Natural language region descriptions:

================================

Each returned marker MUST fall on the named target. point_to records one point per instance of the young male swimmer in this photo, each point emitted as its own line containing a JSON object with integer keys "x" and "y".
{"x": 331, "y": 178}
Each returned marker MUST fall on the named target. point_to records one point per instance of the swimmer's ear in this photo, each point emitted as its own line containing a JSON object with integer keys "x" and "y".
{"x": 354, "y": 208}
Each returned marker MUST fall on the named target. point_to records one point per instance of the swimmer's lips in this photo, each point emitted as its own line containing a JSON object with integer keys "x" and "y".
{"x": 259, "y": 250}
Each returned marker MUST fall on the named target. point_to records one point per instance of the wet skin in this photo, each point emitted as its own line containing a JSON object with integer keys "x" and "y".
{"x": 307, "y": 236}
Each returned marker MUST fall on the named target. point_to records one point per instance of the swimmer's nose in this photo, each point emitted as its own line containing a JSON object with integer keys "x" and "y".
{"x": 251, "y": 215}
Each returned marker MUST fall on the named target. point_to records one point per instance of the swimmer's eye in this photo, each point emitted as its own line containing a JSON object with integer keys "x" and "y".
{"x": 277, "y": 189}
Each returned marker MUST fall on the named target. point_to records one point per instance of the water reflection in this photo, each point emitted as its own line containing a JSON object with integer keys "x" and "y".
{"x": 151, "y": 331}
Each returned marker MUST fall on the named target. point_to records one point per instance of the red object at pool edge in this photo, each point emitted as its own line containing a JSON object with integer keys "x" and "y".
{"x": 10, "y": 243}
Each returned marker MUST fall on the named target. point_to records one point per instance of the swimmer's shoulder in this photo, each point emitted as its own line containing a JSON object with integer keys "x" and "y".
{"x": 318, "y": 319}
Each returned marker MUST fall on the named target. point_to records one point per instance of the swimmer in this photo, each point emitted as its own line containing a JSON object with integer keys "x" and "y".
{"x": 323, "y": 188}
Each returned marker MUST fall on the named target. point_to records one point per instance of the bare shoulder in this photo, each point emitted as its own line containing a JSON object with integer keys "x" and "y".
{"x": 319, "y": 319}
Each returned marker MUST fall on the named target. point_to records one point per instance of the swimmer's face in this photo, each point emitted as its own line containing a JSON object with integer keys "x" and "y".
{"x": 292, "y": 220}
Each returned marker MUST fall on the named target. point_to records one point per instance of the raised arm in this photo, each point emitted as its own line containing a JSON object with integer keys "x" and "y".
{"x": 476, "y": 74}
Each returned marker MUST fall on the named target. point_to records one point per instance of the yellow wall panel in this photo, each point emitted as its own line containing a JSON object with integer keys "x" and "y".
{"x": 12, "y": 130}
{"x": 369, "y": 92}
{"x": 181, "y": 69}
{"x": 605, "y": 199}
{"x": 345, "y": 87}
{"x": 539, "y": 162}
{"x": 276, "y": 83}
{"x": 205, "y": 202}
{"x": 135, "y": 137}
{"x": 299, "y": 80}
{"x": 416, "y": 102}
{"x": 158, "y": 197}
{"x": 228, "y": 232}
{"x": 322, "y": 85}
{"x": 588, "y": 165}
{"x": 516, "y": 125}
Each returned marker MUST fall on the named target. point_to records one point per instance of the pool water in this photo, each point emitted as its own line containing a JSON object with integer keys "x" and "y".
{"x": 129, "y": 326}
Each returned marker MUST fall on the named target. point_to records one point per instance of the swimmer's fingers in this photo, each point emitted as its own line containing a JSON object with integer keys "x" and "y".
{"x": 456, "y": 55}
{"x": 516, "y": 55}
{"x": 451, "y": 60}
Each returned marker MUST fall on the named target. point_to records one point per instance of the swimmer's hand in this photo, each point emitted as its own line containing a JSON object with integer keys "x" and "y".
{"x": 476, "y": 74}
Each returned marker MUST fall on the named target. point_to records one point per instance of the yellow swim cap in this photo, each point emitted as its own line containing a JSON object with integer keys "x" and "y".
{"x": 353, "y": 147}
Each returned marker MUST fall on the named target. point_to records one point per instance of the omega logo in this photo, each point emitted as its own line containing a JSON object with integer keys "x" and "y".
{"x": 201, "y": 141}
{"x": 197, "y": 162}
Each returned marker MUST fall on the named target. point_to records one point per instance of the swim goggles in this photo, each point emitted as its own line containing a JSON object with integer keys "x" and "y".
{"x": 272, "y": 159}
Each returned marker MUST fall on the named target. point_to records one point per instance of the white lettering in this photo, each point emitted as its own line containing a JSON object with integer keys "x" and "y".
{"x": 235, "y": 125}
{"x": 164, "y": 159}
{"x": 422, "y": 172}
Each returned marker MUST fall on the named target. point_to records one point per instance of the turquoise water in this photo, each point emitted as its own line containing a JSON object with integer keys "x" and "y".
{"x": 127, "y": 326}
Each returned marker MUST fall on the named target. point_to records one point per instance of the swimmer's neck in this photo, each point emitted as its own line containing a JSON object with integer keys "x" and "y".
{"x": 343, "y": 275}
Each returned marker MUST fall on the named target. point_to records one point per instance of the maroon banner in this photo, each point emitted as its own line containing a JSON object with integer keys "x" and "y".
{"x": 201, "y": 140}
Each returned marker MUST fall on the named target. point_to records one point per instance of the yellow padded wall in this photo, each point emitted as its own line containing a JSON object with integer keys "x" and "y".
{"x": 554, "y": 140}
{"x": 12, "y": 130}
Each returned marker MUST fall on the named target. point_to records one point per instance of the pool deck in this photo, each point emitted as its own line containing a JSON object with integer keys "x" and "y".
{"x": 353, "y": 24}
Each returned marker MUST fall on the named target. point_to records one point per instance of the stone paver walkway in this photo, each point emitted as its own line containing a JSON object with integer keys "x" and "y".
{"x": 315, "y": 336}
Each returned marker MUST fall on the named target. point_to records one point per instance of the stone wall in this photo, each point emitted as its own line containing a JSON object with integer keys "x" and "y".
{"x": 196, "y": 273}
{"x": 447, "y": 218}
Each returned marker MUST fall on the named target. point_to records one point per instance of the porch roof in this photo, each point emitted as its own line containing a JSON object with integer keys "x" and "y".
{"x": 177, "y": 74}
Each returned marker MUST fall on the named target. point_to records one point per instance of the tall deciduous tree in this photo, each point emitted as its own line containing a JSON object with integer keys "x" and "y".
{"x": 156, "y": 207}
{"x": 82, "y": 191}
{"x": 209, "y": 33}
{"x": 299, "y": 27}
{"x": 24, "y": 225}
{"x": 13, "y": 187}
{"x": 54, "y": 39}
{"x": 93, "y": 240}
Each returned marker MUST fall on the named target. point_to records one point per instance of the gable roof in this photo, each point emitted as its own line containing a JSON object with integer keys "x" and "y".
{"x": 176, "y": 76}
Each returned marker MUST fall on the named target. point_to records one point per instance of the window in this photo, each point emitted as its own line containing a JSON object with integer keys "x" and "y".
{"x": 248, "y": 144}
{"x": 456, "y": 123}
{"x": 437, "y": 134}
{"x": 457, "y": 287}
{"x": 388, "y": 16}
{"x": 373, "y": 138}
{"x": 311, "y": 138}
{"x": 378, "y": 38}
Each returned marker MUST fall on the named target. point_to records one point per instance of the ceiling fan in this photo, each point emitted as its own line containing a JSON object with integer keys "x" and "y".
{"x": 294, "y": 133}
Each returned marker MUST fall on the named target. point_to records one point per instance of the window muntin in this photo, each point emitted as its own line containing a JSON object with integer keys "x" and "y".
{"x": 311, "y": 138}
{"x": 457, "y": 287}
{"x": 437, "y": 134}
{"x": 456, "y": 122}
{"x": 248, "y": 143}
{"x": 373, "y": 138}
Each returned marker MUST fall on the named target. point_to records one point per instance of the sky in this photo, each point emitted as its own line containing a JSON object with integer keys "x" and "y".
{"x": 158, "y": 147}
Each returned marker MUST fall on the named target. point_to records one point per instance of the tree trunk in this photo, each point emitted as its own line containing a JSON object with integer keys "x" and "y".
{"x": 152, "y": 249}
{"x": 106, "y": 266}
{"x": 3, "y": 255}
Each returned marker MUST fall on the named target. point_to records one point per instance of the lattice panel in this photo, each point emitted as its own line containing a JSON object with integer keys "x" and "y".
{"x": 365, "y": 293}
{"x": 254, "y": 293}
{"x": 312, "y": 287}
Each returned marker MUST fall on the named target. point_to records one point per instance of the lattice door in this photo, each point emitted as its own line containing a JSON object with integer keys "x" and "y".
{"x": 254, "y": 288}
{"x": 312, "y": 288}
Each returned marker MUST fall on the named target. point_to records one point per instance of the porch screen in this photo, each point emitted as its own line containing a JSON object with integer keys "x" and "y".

================================

Task objective >>
What is wanted is the line containing "of the tree" and every line after it through the last line of the entries, printed exactly.

Task solution >>
Each returned marker MUST fall on the named target. point_to records one point per instance of the tree trunk in this photo, each point emitted as its own line containing a JSON object with integer keys "x" and "y".
{"x": 152, "y": 249}
{"x": 106, "y": 266}
{"x": 3, "y": 255}
Each returned marker MUST fall on the named target. point_to records one point per instance of the lattice panel in this photo, each point emitted as its own line containing a JSON object with integer keys "x" and "y".
{"x": 365, "y": 293}
{"x": 254, "y": 293}
{"x": 312, "y": 287}
Each returned marker MUST fall on the named target. point_to records one point per instance of the lattice door in this photo, each point emitted as its own line containing a JSON object with integer keys "x" and "y".
{"x": 254, "y": 288}
{"x": 312, "y": 288}
Each returned marker MUST fall on the named target. point_to records one point per instance of the porch screen in this photo, each point emitted as its own line containing a JSON object with integer keys "x" and "y".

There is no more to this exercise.